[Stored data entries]

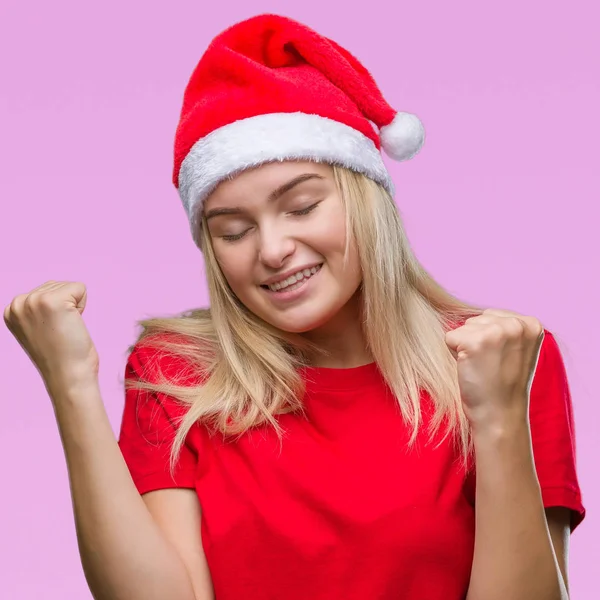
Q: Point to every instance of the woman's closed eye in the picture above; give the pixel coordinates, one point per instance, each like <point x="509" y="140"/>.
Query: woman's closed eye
<point x="305" y="211"/>
<point x="299" y="213"/>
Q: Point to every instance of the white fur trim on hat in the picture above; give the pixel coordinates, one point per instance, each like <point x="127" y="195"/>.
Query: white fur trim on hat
<point x="273" y="137"/>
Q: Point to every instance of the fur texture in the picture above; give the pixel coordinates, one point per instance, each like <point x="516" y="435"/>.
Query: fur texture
<point x="403" y="137"/>
<point x="273" y="137"/>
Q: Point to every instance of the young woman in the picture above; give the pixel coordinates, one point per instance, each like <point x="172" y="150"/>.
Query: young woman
<point x="335" y="425"/>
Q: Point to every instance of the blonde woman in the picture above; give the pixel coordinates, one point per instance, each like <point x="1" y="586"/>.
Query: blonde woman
<point x="336" y="425"/>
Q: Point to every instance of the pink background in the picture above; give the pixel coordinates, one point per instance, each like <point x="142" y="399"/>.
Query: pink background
<point x="501" y="205"/>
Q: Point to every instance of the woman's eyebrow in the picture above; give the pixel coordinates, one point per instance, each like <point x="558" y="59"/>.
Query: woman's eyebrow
<point x="274" y="195"/>
<point x="286" y="187"/>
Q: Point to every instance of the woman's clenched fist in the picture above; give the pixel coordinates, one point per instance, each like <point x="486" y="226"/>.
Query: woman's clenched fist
<point x="48" y="324"/>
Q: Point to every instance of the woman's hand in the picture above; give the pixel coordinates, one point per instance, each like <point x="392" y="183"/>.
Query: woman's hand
<point x="496" y="354"/>
<point x="47" y="322"/>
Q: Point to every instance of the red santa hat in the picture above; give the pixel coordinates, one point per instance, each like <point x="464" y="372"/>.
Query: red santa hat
<point x="271" y="89"/>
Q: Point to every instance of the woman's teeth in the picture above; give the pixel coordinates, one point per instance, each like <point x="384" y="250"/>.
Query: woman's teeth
<point x="294" y="281"/>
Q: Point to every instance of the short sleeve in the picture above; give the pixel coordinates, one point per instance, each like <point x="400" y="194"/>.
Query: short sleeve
<point x="553" y="432"/>
<point x="146" y="435"/>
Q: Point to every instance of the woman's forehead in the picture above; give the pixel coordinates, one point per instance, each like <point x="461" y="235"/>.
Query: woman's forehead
<point x="263" y="181"/>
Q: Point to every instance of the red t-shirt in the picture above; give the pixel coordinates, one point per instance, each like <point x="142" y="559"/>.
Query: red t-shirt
<point x="340" y="509"/>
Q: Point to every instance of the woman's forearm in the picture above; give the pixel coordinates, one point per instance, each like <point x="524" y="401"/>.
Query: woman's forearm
<point x="123" y="553"/>
<point x="514" y="557"/>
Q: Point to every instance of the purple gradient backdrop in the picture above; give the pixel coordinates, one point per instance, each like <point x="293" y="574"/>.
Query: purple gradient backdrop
<point x="501" y="205"/>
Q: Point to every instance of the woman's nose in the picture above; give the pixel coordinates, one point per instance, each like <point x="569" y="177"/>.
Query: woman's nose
<point x="274" y="248"/>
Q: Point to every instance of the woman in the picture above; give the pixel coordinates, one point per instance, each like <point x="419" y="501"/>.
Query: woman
<point x="336" y="425"/>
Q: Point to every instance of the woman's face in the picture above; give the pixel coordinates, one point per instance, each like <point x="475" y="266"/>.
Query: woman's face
<point x="278" y="233"/>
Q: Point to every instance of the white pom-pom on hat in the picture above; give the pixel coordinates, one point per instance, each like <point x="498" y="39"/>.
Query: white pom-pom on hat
<point x="403" y="137"/>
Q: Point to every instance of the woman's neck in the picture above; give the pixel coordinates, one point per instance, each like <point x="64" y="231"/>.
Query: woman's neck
<point x="342" y="339"/>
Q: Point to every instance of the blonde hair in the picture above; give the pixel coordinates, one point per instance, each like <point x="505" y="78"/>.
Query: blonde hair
<point x="243" y="372"/>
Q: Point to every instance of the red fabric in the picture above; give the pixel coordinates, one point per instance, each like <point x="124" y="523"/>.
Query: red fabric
<point x="341" y="509"/>
<point x="272" y="64"/>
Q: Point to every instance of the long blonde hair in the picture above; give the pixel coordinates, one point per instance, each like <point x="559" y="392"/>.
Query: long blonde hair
<point x="243" y="372"/>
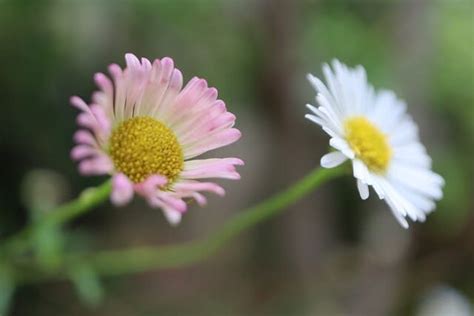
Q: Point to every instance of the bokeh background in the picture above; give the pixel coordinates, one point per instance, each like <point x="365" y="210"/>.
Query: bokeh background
<point x="330" y="254"/>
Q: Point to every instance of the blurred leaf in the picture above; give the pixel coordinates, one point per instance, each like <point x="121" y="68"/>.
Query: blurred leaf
<point x="48" y="241"/>
<point x="87" y="285"/>
<point x="453" y="209"/>
<point x="7" y="289"/>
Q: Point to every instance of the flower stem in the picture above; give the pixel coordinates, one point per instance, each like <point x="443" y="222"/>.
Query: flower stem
<point x="87" y="200"/>
<point x="139" y="259"/>
<point x="117" y="262"/>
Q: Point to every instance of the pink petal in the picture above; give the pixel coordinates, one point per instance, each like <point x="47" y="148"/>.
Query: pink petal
<point x="101" y="164"/>
<point x="151" y="185"/>
<point x="122" y="190"/>
<point x="82" y="151"/>
<point x="199" y="186"/>
<point x="219" y="139"/>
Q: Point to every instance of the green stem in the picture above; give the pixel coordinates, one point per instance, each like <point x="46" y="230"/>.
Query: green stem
<point x="116" y="262"/>
<point x="87" y="200"/>
<point x="139" y="259"/>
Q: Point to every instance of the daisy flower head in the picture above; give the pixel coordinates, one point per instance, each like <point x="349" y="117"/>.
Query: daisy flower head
<point x="145" y="130"/>
<point x="372" y="129"/>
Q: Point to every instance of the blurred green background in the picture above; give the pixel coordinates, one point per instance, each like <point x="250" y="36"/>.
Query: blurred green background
<point x="331" y="254"/>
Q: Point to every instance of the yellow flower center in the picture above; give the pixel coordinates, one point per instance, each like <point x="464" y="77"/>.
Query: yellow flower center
<point x="368" y="142"/>
<point x="142" y="146"/>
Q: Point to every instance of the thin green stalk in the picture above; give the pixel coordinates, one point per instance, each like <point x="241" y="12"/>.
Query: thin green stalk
<point x="116" y="262"/>
<point x="87" y="200"/>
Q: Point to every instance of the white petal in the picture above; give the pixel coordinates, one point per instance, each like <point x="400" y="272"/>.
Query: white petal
<point x="341" y="145"/>
<point x="363" y="189"/>
<point x="333" y="159"/>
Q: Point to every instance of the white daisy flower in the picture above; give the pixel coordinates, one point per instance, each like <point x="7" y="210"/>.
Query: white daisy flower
<point x="373" y="130"/>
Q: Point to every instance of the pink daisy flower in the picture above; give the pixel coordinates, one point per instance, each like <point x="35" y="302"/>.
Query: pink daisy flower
<point x="145" y="130"/>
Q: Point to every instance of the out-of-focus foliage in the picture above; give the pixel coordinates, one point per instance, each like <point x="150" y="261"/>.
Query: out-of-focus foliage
<point x="298" y="264"/>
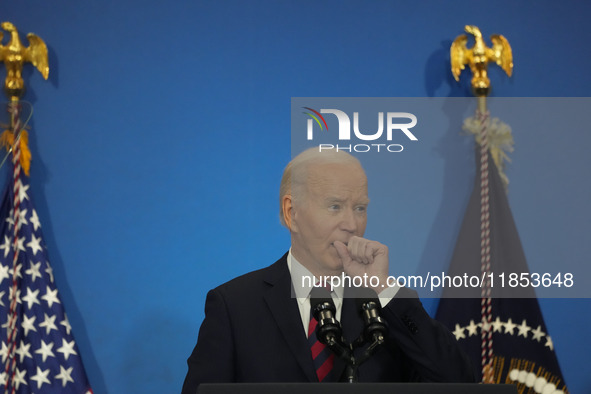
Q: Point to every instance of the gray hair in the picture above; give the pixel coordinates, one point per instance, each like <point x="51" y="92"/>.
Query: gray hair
<point x="295" y="175"/>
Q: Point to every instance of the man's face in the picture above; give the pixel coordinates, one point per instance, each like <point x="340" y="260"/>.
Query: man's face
<point x="333" y="208"/>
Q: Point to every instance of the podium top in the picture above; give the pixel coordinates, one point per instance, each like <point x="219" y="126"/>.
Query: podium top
<point x="356" y="388"/>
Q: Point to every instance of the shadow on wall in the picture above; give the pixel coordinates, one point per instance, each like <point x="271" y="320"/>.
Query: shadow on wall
<point x="148" y="365"/>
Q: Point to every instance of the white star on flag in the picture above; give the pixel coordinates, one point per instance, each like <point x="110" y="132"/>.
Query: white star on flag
<point x="40" y="322"/>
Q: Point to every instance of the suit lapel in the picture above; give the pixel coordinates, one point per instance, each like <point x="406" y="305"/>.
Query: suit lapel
<point x="352" y="327"/>
<point x="286" y="313"/>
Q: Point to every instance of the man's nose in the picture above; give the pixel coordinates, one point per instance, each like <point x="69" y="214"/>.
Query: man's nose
<point x="349" y="222"/>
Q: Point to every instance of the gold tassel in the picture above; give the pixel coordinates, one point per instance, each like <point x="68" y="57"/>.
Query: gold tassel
<point x="7" y="140"/>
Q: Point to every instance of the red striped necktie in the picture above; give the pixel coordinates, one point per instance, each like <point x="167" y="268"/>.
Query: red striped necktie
<point x="321" y="354"/>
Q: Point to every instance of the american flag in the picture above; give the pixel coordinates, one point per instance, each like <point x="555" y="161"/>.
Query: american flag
<point x="43" y="356"/>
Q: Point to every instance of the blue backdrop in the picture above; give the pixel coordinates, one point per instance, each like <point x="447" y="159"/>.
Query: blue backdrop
<point x="159" y="141"/>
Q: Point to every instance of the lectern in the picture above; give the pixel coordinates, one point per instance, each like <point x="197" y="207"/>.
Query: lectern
<point x="356" y="388"/>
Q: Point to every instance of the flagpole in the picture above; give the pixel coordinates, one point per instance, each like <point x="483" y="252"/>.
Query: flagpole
<point x="478" y="58"/>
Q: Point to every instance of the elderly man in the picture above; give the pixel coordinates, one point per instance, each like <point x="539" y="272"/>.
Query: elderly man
<point x="257" y="326"/>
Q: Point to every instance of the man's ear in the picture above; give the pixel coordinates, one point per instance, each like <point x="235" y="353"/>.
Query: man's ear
<point x="288" y="211"/>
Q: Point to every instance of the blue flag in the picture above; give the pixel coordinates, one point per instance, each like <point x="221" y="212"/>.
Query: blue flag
<point x="40" y="355"/>
<point x="523" y="351"/>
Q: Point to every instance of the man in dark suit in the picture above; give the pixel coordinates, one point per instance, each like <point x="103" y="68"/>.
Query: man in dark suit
<point x="256" y="326"/>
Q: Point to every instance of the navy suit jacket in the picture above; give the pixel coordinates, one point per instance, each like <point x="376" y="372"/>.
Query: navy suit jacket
<point x="253" y="332"/>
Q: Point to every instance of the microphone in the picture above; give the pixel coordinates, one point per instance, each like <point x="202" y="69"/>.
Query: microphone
<point x="323" y="309"/>
<point x="369" y="308"/>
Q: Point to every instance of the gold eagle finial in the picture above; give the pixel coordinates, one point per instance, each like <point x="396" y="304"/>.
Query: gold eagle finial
<point x="14" y="55"/>
<point x="478" y="58"/>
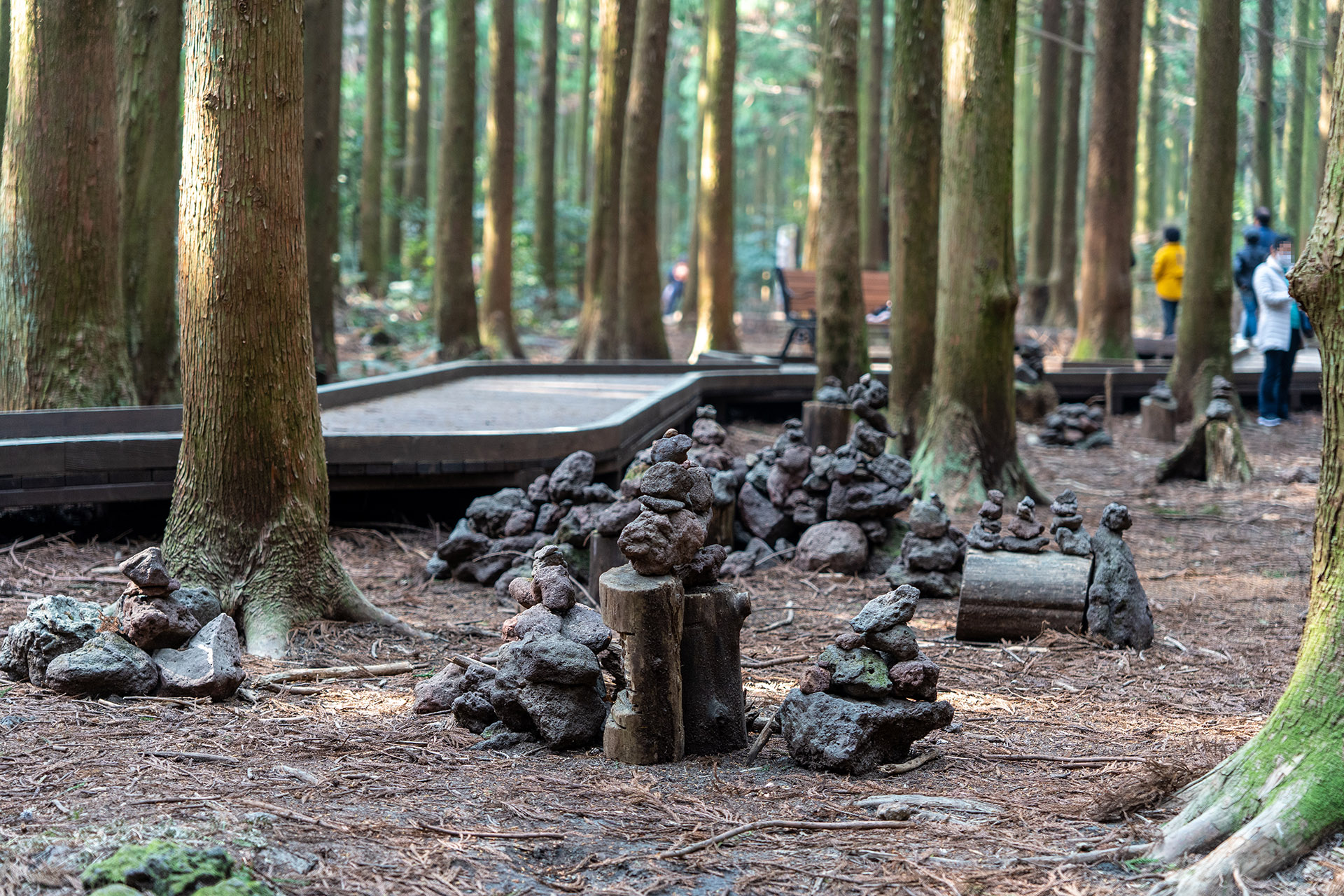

→ **PROBLEM TO SOLVE**
What are the lines above, starting at the one with "Q: Point to every instance of the woman's clenched" and ending at the one with "Q: Point to every instance of the short"? Give them again exactly, and only them.

→ **SOLVED PROBLEM**
Q: Point to every instance of the woman's clenched fist in the picture above; give the pixel coordinates, one point per instance, each like <point x="486" y="226"/>.
Query: woman's clenched fist
<point x="48" y="324"/>
Q: Point to every instance of the woman's hand in the picture above; give the pixel coordinates, one point per instance, each like <point x="392" y="183"/>.
Query: woman's hand
<point x="496" y="354"/>
<point x="47" y="322"/>
Q: Point to every instance of the red santa hat in the picture above; give the pixel coordinates, one point per instance, each like <point x="464" y="372"/>.
Query: red santa hat
<point x="271" y="89"/>
Q: Point to every instance of the woman's teeth in the picture above; give the pixel coordinates, one point per instance, each like <point x="384" y="250"/>.
Query: woman's teeth
<point x="294" y="281"/>
Q: Point to every instance of the short sleeve in the picture above; give the pixel coordinates, one point per instance, each like <point x="400" y="194"/>.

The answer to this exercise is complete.